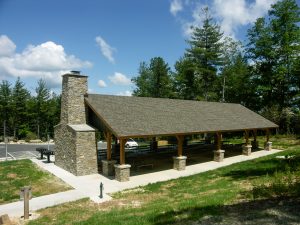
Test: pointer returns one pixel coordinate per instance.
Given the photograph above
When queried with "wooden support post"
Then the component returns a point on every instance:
(122, 151)
(247, 137)
(219, 140)
(180, 139)
(108, 141)
(268, 135)
(254, 134)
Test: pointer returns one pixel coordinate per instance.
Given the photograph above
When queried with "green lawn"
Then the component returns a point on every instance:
(19, 173)
(261, 191)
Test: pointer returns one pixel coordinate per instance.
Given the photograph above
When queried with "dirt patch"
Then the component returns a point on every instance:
(12, 175)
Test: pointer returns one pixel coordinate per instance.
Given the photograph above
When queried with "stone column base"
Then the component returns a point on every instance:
(179, 162)
(268, 146)
(108, 167)
(122, 172)
(255, 144)
(219, 155)
(247, 149)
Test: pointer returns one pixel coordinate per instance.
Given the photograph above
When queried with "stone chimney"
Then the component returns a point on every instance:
(74, 87)
(75, 141)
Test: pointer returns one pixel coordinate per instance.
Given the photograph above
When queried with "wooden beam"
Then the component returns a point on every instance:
(180, 139)
(219, 140)
(247, 137)
(122, 151)
(108, 141)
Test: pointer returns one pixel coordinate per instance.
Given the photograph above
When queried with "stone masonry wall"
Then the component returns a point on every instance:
(86, 153)
(65, 148)
(75, 148)
(73, 108)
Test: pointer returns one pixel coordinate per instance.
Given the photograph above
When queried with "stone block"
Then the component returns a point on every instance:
(219, 155)
(255, 144)
(247, 149)
(179, 163)
(122, 172)
(108, 167)
(268, 146)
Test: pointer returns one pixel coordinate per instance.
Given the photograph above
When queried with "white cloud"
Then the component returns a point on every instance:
(106, 49)
(175, 7)
(125, 93)
(7, 47)
(235, 13)
(119, 79)
(101, 83)
(47, 60)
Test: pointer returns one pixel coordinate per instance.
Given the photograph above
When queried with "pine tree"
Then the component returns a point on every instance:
(274, 51)
(154, 80)
(20, 95)
(185, 80)
(206, 54)
(42, 108)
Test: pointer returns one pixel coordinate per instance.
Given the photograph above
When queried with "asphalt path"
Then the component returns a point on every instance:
(22, 150)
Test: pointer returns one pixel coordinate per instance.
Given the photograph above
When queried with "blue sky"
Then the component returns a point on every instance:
(106, 40)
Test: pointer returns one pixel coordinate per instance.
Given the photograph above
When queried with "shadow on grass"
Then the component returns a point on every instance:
(256, 169)
(270, 211)
(264, 167)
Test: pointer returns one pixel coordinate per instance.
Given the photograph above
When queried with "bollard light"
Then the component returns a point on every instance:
(25, 194)
(101, 190)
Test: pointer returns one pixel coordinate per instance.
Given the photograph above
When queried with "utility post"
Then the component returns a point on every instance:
(26, 195)
(5, 139)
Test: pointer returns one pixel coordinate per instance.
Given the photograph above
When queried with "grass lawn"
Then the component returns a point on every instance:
(261, 191)
(19, 173)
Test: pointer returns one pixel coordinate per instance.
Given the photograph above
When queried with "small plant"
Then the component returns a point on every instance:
(30, 136)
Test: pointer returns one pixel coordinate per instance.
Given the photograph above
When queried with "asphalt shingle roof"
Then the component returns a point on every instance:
(142, 116)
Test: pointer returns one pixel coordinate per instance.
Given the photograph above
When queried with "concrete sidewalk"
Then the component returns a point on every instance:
(88, 186)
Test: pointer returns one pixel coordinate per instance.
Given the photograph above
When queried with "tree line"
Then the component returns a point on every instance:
(263, 74)
(28, 115)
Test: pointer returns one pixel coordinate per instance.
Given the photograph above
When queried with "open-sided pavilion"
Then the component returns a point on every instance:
(142, 117)
(122, 117)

Objetivo do exercício: Reúna todas as linhas da listagem acima em que aparece a palavra "lawn".

Solução da tarefa:
When queried with "green lawn"
When queried with "grass lawn"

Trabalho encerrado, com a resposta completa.